Object point labels
....

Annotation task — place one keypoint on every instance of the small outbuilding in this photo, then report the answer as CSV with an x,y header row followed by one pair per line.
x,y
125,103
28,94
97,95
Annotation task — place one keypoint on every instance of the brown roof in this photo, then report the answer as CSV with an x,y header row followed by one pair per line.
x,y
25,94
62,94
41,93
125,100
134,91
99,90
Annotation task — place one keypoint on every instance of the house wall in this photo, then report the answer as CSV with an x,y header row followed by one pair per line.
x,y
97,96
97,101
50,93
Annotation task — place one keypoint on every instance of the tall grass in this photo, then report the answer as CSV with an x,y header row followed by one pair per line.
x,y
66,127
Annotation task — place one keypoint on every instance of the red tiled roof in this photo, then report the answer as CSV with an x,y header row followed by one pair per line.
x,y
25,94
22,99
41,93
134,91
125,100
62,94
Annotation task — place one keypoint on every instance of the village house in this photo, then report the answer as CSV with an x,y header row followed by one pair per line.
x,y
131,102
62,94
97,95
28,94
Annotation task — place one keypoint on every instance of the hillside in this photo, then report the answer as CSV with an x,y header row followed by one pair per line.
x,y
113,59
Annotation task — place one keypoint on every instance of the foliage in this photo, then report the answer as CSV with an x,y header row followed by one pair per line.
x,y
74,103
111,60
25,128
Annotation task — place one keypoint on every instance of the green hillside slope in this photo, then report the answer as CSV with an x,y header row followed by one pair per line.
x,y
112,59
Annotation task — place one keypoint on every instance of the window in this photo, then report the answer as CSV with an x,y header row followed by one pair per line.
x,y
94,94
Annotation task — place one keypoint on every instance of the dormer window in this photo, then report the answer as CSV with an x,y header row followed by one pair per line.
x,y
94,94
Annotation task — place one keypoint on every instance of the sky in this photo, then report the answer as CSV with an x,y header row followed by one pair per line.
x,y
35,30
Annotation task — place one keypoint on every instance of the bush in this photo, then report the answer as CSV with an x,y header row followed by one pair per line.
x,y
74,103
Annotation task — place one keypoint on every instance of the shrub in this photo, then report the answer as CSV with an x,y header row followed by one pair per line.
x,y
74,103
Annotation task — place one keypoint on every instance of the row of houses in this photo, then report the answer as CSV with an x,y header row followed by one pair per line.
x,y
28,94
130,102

....

## Goal of the exercise
Transcribe every record above exactly as it appears.

## Output for this exercise
Annotation task — place one keypoint on every instance of the small outbuilding in this photo, then report the answer as CSV with an x,y header row followed by one pair per line.
x,y
125,103
28,94
97,95
Annotation task — place one keypoint on every instance of the brown roof in this photo, then report the answer as CSV with an x,y header row followed by one pair per line.
x,y
25,94
62,94
41,93
125,100
134,91
99,90
Annotation task — place one keypoint on every instance of the house wall in this photo, then report the answer as CSV with an x,y header row followed by one pair per line.
x,y
97,96
97,101
50,93
Annotation task — place one keypoint on every instance of the tall grass in this photo, then report the answer as CSV with an x,y header row followed by one pair per line.
x,y
66,127
Annotation task — place one keypoint on every instance of the red tiled roof in this photo, then report the answer as CSV with an x,y header row followed by one pair per line.
x,y
25,94
22,99
41,93
134,91
125,100
62,94
Annotation task — place one keypoint on every instance of the village house in this photo, then report the answer as CSV with an x,y header row followed by one pair per line.
x,y
131,102
62,94
97,95
28,94
Annotation task — place one keypoint on every instance of the hillside in this photo, then report the answer as CSV with an x,y header row followed by one pair per line.
x,y
113,59
Annotation task — place one keypoint on every instance of the foliage in this photo, then report the answer as CSV with an x,y header row followed by one pair per line.
x,y
74,103
111,60
25,128
Annotation task — place one keypoint on every instance of the green hillside slope in this photo, then report the answer as CSV with an x,y header row followed by one pair per line.
x,y
112,59
Annotation task — place one keypoint on every instance of the window in this photo, then report the answer as CSV with an x,y header row followed by one pair per line.
x,y
94,94
Annotation task — place one keypoint on every instance of the dormer window in this photo, then report the answer as CSV with an x,y header row followed by one pair per line.
x,y
94,94
Annotation task — place one keypoint on every instance of the sky in this photo, then report the answer as CSV with an x,y header row followed by one pair per line.
x,y
35,30
Annotation task — place one keypoint on every instance of the bush in this photo, then report the answer as CSV with an x,y header row followed by one pair per line.
x,y
74,103
Annotation task — place one keypoint on every instance of the shrub in this photo, then report the answer as CSV with an x,y header row followed by one pair per line.
x,y
74,103
Annotation task — place one keypoint on every instance of the row of houses in this photo, then report the answer as CSV with an x,y header row followed by one pair per line.
x,y
28,94
130,102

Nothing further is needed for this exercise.